About this exercise: Transcribe verbatim every line from the line containing "Point to one spot on every instance of the green" to the end of the entries, including both endpoints. Output nothing beyond those lines.

Data entries:
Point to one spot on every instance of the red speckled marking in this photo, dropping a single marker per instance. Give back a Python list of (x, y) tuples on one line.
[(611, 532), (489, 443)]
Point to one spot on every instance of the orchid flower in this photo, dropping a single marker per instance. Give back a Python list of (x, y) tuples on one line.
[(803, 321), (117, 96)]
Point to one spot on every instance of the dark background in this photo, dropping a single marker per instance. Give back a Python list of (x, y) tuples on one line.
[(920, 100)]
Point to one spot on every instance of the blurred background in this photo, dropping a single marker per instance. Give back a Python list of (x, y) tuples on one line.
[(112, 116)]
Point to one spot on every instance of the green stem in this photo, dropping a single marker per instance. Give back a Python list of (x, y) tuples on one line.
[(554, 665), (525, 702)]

Completed exercise:
Point to one spot on every instance of the green stem in this photo, dropping a single marker per instance. Give back a Python list of (x, y) tuples on one line.
[(554, 665), (525, 702)]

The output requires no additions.